─── Provided text ───

It's Time for the United States and Iran to Turn Talk Into Action
How the United States and Iran can make history and mend their strained relationship by finally securing a nuclear deal.
The United States and Iran weren’t always at odds, well, at least not until 1979. It is time for this 35 year feud to come to an end. Iran and the United States don’t have to be friends but they can stop being enemies. Getting a nuclear deal is the first step in mending the two parties’ relationship. But how did we get here to begin with?
The Islamic Revolution of Iran ended a key alliance with the United States that had lasted nearly 40 years. During that time, the United States liked its ally so much, that it invested in Iran’s nuclear energy capacity through the “U.S. Atoms for Peace program.” In 1967, this program supplied Iran with a 5 megawatt nuclear research reactor along with highly enriched uranium as its fuel. The reactor was part of the newly established Tehran Nuclear Research Center. In other words, the United States equipped Iran with the foundation of a nuclear program. A program that is infamous today. In addition to the reactor, the United States provided education in nuclear engineering.
Then everything changed. The fall of the Shah brought an anti-western government to power in Iran. This put Iran’s nuclear program on notice in the West. However, Ayatollah Khomeini had other plans and banned the nuclear program upon assuming power. He deemed nuclear weapons as “un-Islamic” (sentiments also echoed by the current ayatollah through his occasional Fatwas).
Infrastructural damage caused by the Iran-Iraq war brought the nuclear back to life. The resumption of its nuclear program, coupled with a questionable record on transparency, gave the international community pause. Is Iran seeking a nuclear weapon?

───

**Required tasks**
**a.** In the article on U.S.-Iran relations, what year did the Atoms for Peace program supply Iran with a nuclear research reactor?
**b.** Summarize the article on U.S.-Iran relations in three sentences.
**c.** Proceed with the article on U.S.-Iran nuclear relations, picking up right after its final sentence.

─── Given records ───

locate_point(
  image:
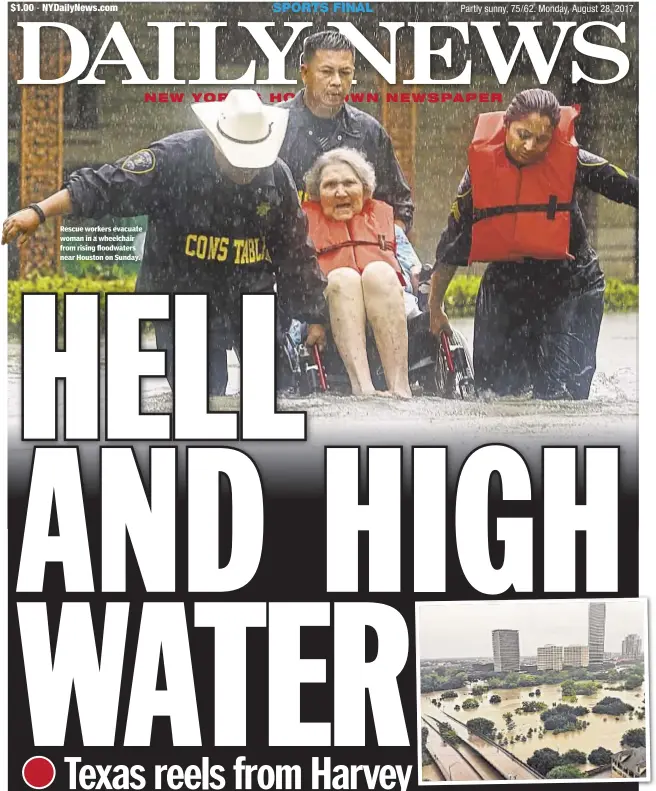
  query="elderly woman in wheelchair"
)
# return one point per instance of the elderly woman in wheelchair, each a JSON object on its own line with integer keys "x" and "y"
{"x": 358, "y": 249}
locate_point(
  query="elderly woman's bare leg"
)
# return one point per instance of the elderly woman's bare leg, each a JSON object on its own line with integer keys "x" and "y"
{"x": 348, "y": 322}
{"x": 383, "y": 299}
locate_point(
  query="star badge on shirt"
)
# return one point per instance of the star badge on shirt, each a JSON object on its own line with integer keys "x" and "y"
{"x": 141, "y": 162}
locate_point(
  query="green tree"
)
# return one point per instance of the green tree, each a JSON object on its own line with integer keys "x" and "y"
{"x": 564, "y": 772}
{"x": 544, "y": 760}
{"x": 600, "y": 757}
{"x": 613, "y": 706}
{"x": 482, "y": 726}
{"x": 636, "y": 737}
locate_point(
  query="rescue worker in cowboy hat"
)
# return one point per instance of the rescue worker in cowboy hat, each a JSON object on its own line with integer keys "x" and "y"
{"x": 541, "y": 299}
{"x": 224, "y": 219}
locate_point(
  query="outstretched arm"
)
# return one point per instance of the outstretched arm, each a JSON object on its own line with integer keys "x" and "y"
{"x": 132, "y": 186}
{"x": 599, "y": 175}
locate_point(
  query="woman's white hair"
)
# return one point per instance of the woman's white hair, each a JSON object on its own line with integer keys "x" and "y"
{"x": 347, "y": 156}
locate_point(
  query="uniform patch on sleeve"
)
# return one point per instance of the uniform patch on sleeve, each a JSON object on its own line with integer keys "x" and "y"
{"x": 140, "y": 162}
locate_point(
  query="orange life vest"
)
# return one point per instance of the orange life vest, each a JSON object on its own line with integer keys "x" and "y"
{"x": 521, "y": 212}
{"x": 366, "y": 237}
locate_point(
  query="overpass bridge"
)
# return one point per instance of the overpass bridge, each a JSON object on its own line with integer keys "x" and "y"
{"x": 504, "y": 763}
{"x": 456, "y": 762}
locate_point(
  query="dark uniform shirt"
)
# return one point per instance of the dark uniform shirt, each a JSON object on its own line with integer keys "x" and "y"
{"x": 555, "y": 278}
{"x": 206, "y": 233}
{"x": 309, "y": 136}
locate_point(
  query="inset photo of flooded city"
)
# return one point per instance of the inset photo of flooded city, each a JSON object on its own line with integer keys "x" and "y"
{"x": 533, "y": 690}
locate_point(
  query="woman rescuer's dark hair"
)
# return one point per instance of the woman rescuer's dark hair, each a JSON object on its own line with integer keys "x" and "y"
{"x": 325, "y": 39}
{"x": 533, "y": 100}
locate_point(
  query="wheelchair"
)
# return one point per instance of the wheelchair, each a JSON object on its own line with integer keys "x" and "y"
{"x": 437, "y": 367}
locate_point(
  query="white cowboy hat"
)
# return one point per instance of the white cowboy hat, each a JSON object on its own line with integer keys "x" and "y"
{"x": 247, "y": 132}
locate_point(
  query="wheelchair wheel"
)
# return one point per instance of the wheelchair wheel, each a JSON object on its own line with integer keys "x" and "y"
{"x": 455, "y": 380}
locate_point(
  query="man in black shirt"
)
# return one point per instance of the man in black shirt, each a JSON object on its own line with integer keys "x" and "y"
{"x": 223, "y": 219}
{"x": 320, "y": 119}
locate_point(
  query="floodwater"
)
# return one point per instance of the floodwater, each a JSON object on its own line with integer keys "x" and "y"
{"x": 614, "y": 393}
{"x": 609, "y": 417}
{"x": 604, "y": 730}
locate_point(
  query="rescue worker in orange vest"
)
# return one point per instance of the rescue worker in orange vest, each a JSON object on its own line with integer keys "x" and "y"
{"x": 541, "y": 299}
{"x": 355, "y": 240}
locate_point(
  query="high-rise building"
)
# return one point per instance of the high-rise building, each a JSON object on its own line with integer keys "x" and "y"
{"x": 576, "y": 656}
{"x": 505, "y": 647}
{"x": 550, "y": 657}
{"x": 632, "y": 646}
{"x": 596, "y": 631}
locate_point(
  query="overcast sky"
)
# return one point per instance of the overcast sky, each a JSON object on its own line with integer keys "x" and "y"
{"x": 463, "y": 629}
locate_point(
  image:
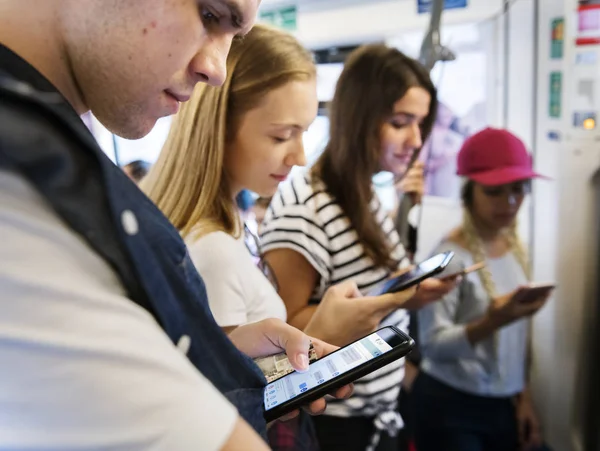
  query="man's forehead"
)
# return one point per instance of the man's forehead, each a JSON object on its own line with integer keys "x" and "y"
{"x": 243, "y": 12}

───

**Answers for each item**
**a.** 1967

**b.** The article argues that the 35-year feud between the United States and Iran should end, and that securing a nuclear deal is the first step in mending their relationship. Before the 1979 Islamic Revolution ended their alliance, the United States built the foundation of Iran's nuclear program through the Atoms for Peace program, supplying a research reactor with highly enriched uranium and providing education in nuclear engineering. Ayatollah Khomeini banned the program after taking power, but infrastructural damage from the Iran-Iraq war revived it, and its resumption combined with a questionable record on transparency gave the international community pause.

**c.**
Now is the time for the United States and Iran to bury the hatchet. Since Iran’s new president, Hassan Rouhani assumed power in 2013, there seems to be more willingness to work with the Americans. Something we have seldom seen from Iran’s previous six presidents. This comes to no surprise considering the fact that Iran’s newly instituted government has the highest number of US college alums serving in any foreign government cabinet in the world.
During President Obama’s September UN speech, he urged Iran to “seize the historic opportunity” of a nuclear deal. This deal could serve as the catalyst for deeper engagement that would serve the interests of both Iran and the United States. If Iran is serious about their claims, and wants the world to believe that their nuclear program truly is “peaceful” then this is the perfect moment to prove it. Moreover, the United States could finally, once and for all, get rid of the festering sore that is Iran’s nuclear program by simply coming to the table. The United States must recognize that the incentives associated with working Iran far outweigh the challenges of being at odds.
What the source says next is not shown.